* Gekozen fragment
==*==

In deze zaak heeft de Centrale Raad van Beroep op 24 juni 2022 uitspraak gedaan in het geding tussen een appellante, geboren in 1938, en de Raad van bestuur van de Sociale verzekeringsbank. Appellante is erkend als burger-oorlogsslachtoffer op basis van psychische invaliditeit en heeft in het verleden aanspraak gemaakt op verschillende voorzieningen. In maart 2021 heeft zij verzocht om vergoeding van kosten voor tandheelkundige behandelingen, de eigen bijdrage op grond van de Wet langdurige zorg (Wlz) en de premie ziektekostenverzekering. De aanvraag werd afgewezen, omdat appellante geen recht heeft op een periodieke Wubo-uitkering, wat een voorwaarde is voor de gevraagde vergoedingen.

==*==

* Opdracht 1
Citeer uit de tekst over de uitspraak alles van "In deze zaak" tot en met "de gevraagde vergoedingen.".
* Opdracht 2
Waarom werd de aanvraag van appellante volgens de tekst over de uitspraak afgewezen?
* Opdracht 3
Zet de tekst over de uitspraak voort na de laatste zin.

Gegevens uit een verzameling
==*==

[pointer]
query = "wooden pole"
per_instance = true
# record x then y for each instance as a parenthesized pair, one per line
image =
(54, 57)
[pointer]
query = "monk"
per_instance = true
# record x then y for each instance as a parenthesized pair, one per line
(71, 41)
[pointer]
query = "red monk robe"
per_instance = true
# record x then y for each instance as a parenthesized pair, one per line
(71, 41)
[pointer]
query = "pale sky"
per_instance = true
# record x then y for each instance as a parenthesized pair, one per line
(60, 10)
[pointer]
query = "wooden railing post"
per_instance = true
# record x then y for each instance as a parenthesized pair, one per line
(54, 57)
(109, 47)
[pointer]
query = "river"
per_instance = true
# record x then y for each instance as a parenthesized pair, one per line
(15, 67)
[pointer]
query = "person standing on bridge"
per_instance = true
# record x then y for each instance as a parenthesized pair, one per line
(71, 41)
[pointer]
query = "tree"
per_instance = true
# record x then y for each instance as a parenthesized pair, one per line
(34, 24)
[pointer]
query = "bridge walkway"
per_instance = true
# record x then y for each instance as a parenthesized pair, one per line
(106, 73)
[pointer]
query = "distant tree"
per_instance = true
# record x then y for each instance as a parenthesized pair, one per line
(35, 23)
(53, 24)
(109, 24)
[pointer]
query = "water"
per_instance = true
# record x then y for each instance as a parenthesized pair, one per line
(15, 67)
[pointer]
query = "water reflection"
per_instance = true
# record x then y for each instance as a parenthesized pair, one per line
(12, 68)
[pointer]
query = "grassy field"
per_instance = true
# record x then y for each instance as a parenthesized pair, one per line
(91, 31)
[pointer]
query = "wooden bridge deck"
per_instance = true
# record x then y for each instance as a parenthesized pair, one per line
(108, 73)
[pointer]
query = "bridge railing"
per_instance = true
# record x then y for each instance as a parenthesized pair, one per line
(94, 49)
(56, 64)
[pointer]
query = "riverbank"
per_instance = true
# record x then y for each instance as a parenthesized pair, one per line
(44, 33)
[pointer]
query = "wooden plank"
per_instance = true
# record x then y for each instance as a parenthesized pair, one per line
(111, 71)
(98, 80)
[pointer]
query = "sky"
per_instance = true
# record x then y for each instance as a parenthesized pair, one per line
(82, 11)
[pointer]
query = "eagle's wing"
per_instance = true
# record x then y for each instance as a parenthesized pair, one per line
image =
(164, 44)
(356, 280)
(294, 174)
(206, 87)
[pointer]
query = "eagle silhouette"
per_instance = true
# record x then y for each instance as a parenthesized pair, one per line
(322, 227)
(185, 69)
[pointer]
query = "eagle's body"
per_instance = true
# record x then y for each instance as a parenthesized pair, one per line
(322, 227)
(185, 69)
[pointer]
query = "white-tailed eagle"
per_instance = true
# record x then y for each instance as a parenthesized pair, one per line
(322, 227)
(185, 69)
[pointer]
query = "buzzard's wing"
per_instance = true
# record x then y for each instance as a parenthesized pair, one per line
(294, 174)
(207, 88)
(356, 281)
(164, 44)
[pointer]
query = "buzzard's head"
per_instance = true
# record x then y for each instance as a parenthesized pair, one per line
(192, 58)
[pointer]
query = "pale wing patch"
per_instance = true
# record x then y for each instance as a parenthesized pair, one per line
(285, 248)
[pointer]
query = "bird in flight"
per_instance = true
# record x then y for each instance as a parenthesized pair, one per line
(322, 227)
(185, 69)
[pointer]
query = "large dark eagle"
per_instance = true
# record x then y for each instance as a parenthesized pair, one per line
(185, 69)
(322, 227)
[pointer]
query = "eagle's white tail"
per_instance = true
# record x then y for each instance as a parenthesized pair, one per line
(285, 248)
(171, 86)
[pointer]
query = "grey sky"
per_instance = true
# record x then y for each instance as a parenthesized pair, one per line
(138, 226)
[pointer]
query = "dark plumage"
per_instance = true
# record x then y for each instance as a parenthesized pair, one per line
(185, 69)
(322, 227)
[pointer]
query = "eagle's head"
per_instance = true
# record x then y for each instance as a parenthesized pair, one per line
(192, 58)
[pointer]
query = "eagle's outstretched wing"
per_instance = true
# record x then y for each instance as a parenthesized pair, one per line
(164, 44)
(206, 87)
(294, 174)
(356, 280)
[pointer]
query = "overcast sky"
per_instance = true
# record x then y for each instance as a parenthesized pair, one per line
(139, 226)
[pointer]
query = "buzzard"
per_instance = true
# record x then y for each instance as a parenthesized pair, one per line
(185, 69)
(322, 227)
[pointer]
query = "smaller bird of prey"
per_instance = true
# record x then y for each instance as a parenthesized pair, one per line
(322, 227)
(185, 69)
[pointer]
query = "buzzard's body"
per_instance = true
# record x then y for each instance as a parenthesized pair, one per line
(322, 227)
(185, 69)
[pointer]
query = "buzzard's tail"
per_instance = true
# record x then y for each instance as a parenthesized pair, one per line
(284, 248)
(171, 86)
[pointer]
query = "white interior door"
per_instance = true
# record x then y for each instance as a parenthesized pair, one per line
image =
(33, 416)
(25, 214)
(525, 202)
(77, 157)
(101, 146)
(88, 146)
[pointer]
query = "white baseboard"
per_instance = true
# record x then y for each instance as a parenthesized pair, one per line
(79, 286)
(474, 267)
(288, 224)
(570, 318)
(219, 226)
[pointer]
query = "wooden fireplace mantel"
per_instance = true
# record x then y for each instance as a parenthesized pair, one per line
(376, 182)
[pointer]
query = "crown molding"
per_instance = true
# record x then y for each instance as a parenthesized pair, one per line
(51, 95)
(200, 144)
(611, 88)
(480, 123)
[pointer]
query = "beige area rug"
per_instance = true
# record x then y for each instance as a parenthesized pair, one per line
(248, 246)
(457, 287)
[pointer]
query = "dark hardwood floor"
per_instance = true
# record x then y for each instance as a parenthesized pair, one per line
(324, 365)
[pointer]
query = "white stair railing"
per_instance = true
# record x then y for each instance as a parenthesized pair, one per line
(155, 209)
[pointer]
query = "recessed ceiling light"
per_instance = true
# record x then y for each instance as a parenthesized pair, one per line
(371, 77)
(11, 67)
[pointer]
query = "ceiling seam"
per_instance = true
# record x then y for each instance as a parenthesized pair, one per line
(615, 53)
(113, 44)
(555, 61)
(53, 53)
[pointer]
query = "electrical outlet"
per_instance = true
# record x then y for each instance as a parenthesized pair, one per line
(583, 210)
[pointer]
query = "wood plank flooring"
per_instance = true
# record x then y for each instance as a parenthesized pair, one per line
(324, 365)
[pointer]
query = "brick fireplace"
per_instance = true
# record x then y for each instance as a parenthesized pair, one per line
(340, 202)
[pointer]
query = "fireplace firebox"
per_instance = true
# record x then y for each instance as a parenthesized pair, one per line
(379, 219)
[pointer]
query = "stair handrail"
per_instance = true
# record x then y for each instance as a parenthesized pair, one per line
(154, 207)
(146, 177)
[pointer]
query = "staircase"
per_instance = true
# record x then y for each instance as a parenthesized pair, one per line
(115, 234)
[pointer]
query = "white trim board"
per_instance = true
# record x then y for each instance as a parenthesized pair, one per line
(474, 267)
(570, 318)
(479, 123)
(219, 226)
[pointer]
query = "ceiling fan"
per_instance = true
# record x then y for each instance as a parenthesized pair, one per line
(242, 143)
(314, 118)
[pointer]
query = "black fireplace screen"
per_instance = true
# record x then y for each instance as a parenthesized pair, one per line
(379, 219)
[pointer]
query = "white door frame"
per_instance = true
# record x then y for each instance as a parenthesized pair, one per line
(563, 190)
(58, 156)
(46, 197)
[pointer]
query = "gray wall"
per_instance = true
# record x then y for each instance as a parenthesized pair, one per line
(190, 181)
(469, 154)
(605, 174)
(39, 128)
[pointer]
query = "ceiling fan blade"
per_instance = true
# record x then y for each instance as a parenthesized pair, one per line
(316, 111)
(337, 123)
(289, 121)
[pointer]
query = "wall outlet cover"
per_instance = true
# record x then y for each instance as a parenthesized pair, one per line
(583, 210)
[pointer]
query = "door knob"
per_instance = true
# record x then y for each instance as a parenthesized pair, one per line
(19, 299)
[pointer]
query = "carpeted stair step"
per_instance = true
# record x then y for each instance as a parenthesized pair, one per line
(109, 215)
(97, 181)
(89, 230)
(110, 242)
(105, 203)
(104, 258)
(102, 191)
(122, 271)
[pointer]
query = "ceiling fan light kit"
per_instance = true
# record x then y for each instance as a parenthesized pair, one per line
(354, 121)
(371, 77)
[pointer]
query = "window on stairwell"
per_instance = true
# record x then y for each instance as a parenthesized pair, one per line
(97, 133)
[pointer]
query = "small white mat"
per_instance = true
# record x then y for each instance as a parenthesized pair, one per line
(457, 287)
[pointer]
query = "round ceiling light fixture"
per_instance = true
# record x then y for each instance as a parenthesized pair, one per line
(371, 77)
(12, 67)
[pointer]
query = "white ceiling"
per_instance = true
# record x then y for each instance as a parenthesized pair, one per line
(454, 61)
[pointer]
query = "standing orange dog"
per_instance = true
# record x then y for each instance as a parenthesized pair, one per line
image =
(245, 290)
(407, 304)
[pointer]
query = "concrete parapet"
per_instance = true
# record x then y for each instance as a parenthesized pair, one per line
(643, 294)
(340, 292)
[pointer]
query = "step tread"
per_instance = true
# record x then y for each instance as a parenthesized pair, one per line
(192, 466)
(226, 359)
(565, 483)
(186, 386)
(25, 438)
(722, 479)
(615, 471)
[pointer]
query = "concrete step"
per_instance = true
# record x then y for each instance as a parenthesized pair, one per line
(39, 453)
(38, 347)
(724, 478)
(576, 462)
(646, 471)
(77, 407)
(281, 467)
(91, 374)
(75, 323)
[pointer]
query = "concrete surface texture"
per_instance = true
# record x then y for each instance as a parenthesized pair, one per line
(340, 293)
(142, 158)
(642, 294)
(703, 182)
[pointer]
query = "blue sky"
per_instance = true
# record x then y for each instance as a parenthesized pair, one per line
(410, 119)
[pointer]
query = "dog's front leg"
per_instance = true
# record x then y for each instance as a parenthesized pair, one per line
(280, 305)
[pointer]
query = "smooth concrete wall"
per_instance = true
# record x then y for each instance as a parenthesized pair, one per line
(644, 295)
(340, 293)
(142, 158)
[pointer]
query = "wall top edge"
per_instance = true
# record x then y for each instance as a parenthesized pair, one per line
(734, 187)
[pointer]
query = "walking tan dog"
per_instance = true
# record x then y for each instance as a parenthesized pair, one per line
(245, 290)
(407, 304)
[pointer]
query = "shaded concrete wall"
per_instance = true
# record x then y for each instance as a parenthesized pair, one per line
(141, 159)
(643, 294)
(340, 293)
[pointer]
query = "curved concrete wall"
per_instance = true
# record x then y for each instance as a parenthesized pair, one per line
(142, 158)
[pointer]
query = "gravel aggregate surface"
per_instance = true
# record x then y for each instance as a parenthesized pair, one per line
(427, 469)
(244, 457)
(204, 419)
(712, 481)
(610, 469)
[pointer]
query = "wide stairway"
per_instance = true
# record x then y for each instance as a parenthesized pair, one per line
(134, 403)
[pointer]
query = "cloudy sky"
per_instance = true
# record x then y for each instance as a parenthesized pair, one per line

==*==

* Antwoord 1
In deze zaak heeft de Centrale Raad van Beroep op 24 juni 2022 uitspraak gedaan in het geding tussen een appellante, geboren in 1938, en de Raad van bestuur van de Sociale verzekeringsbank. Appellante is erkend als burger-oorlogsslachtoffer op basis van psychische invaliditeit en heeft in het verleden aanspraak gemaakt op verschillende voorzieningen. In maart 2021 heeft zij verzocht om vergoeding van kosten voor tandheelkundige behandelingen, de eigen bijdrage op grond van de Wet langdurige zorg (Wlz) en de premie ziektekostenverzekering. De aanvraag werd afgewezen, omdat appellante geen recht heeft op een periodieke Wubo-uitkering, wat een voorwaarde is voor de gevraagde vergoedingen.

* Antwoord 2
Omdat appellante geen recht heeft op een periodieke Wubo-uitkering, wat een voorwaarde is voor de gevraagde vergoedingen.

* Antwoord 3
Tijdens de procedure heeft verweerder op 26 april 2022 een nieuw besluit genomen, waarbij alsnog een vergoeding voor tandheelkundige behandelingen werd toegekend. Dit besluit kwam tegemoet aan de bezwaren van appellante, maar de weigering van de vergoeding voor de eigen bijdrage en de premie ziektekostenverzekering bleef in stand. De Raad oordeelde dat de Wubo geen ruimte biedt voor afwijkingen van de wettelijke bepalingen, waardoor de afwijzing van deze vergoedingen rechtmatig was.
De Centrale Raad van Beroep heeft het beroep gegrond verklaard voor zover het betrekking had op de tandheelkundige behandeling, het bestreden besluit in dat opzicht vernietigd, en het beroep voor het overige ongegrond verklaard. Verweerder werd veroordeeld in de proceskosten van appellante, die zijn begroot op € 1.518,-.